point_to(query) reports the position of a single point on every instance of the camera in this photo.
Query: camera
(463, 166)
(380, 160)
* * *
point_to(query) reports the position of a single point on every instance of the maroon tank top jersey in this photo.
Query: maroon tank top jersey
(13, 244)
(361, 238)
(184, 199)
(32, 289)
==
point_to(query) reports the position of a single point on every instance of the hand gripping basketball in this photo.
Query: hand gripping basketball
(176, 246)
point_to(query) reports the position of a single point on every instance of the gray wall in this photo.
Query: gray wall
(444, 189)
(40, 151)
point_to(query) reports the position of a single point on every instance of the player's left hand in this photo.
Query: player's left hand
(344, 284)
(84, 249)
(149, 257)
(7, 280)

- **Problem requirements**:
Return each line from the rows above that contains the string "camera", copying it unchanged.

- **Exercise result**:
point_to(query) reports the position of a single point on every instance of the camera in this photo.
Query: camera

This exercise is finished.